[Referring expression pointing data]

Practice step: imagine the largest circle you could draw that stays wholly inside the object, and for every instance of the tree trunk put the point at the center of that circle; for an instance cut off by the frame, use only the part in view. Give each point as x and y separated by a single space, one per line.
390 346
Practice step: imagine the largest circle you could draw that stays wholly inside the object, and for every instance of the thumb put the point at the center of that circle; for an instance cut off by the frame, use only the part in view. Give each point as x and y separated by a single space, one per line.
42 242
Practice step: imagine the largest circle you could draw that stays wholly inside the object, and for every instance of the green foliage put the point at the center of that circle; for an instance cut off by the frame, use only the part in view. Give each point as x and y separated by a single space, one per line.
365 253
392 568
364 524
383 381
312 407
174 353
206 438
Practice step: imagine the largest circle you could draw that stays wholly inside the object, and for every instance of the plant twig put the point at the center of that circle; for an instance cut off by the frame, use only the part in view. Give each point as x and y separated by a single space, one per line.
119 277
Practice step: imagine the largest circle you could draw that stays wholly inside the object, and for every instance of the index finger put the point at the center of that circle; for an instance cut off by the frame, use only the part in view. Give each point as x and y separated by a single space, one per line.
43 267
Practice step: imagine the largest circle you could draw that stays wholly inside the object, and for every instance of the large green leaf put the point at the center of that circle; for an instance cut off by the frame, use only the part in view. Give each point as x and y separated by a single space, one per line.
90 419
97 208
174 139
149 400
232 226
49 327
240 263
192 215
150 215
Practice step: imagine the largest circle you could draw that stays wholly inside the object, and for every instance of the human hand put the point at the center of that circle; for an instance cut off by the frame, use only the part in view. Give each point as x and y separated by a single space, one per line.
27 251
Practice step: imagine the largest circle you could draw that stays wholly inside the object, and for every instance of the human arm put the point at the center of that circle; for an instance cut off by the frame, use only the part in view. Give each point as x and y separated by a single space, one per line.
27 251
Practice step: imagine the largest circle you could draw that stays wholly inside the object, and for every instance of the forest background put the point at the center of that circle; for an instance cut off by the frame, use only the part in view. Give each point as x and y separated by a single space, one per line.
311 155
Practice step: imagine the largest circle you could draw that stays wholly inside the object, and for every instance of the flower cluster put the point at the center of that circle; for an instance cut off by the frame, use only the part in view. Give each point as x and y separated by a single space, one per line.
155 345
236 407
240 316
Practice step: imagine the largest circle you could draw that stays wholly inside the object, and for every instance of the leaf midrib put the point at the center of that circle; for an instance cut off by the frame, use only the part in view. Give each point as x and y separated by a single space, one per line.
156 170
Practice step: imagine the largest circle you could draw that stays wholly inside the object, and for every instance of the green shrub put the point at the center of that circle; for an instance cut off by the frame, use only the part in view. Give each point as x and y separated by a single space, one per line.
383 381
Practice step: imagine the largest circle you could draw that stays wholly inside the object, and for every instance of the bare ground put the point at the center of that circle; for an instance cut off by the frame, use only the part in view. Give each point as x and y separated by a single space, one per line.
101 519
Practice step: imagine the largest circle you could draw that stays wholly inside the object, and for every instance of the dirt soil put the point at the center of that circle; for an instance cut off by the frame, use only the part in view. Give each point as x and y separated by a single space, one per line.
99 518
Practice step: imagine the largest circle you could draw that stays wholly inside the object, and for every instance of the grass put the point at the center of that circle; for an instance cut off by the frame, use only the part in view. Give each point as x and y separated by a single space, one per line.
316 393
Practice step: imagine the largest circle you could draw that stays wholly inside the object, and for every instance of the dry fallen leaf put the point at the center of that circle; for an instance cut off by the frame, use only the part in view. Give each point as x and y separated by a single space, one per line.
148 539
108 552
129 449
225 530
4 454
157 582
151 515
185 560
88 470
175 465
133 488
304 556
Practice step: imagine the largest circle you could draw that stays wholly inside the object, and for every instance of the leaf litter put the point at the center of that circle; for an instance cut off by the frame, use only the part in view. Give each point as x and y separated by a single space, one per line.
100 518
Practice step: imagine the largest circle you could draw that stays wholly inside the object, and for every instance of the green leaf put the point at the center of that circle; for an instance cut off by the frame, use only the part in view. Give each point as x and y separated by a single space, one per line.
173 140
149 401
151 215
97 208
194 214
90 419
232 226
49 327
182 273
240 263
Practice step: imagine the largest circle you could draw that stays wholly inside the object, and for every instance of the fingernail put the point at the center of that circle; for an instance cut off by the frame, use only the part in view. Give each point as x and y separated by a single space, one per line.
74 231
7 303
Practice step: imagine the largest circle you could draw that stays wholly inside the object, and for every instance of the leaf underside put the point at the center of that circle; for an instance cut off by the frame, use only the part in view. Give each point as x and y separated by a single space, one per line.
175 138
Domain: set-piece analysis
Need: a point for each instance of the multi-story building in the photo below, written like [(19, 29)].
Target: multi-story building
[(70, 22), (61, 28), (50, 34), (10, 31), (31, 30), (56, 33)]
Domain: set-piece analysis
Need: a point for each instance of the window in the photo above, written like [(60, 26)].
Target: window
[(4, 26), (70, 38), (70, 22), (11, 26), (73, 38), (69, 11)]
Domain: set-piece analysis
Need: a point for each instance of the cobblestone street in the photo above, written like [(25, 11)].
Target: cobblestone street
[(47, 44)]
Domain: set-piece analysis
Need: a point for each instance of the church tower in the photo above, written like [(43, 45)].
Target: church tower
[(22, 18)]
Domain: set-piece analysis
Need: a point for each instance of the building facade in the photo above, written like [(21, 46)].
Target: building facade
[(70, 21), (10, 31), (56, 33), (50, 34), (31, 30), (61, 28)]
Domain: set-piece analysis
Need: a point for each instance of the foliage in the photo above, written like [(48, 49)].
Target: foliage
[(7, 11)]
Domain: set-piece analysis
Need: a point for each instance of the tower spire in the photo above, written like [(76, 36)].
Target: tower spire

## Instructions to follow
Find the lines above with the word "spire". Copy them out.

## Response area
Need: a point for each instance of the tower spire in the photo above, written like [(76, 36)].
Target: tower spire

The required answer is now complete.